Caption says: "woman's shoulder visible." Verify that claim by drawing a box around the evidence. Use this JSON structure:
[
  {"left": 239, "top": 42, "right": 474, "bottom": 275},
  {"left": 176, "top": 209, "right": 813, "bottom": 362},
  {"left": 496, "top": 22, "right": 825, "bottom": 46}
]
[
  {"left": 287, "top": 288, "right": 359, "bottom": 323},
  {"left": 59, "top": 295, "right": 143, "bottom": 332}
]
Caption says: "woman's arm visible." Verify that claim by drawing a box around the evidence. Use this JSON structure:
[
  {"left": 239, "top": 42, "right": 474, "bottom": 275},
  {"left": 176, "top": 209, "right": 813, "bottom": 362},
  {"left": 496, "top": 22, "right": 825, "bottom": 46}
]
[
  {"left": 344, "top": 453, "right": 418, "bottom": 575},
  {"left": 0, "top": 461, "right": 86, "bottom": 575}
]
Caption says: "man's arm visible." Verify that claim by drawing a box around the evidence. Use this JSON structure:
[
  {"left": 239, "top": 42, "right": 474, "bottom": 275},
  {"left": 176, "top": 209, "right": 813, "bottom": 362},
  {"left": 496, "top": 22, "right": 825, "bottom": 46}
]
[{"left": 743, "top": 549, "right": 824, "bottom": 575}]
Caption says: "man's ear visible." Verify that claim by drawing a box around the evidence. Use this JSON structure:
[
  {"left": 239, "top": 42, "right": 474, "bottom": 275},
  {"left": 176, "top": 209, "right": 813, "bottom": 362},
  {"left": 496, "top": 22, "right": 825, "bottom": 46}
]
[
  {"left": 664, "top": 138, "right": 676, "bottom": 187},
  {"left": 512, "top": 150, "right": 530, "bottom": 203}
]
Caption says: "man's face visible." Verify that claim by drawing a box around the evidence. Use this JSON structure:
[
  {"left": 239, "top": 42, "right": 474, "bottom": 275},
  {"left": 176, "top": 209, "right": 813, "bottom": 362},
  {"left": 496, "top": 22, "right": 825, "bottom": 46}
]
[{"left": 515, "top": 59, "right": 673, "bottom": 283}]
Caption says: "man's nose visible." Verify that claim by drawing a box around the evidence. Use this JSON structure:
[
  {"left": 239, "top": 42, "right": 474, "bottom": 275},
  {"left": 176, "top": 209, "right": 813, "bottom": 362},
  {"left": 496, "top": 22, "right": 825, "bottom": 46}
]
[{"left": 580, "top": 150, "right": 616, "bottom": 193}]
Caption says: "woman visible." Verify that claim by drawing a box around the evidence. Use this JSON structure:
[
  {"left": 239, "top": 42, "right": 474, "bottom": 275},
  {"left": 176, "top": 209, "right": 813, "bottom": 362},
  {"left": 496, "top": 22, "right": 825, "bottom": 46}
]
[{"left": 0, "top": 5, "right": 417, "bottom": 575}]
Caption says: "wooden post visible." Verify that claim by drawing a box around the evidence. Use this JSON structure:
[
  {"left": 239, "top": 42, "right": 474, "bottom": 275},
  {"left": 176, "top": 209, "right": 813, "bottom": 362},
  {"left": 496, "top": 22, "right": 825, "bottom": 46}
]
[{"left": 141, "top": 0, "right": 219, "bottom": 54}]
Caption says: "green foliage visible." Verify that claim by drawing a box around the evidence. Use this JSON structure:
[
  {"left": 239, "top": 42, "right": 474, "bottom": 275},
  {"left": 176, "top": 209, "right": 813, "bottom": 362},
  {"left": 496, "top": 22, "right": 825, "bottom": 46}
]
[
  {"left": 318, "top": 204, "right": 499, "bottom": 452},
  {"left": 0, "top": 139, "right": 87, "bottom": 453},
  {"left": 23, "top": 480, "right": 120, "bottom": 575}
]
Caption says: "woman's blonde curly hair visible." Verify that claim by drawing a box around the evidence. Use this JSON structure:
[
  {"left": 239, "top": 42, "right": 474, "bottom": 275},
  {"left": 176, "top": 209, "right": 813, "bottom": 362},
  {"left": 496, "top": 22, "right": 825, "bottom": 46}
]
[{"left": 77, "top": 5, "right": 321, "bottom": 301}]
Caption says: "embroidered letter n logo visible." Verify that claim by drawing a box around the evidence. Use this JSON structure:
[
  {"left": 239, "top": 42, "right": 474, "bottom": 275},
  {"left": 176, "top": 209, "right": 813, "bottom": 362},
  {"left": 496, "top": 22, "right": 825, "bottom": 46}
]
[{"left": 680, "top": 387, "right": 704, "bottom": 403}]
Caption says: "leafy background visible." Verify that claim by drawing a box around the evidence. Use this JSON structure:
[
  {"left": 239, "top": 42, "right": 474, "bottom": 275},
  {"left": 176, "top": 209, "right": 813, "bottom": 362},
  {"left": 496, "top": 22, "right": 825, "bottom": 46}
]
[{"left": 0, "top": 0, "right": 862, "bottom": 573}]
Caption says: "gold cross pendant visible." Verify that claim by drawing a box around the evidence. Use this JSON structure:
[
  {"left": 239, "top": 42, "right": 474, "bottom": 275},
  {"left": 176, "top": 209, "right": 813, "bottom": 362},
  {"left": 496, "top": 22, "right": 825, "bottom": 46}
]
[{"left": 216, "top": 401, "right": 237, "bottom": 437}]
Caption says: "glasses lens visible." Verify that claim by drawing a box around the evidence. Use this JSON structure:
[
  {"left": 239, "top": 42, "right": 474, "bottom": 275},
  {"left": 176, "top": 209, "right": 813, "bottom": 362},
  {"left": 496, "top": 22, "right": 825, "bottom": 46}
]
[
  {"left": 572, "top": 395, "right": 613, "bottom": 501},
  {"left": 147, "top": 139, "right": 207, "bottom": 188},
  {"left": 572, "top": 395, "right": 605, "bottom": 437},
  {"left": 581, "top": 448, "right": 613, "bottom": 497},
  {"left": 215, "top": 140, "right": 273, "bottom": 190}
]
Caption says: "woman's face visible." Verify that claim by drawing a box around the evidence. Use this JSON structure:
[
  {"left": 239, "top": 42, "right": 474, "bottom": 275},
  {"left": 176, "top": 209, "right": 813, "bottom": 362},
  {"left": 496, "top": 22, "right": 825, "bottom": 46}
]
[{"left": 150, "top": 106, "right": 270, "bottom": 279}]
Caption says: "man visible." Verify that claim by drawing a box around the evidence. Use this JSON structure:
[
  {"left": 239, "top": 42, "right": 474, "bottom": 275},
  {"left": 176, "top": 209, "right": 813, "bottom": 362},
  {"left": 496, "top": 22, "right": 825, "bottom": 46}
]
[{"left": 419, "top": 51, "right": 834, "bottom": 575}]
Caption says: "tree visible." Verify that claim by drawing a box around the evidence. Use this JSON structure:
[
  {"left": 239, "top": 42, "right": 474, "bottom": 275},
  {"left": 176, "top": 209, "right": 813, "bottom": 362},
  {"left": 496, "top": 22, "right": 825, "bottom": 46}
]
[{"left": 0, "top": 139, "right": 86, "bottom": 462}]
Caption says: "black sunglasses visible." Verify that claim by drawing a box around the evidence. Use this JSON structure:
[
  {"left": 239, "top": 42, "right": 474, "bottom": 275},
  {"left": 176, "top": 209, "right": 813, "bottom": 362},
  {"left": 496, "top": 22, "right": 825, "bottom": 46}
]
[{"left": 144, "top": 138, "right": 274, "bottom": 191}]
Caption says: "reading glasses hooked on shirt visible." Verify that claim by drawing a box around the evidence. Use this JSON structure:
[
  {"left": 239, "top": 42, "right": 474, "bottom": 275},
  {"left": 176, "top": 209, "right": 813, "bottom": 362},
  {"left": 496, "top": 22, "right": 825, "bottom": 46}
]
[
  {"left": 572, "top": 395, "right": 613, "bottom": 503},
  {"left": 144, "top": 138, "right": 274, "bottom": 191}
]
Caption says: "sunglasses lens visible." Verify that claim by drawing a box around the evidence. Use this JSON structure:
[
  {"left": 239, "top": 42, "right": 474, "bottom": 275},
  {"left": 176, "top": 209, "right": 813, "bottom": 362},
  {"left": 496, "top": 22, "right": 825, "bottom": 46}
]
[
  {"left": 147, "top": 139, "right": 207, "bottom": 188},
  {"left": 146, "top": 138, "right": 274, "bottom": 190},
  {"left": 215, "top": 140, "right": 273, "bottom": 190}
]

Required work> Show each line of the items above that contains the word "sunglasses", copied unchanged.

Exercise response>
Caption says: "black sunglasses visible." Verify that claim by drawing a box around the evidence. Use this JSON structure:
Caption says: "sunglasses lens visible." Verify that claim by drawing a box around the evidence. Use this JSON structure:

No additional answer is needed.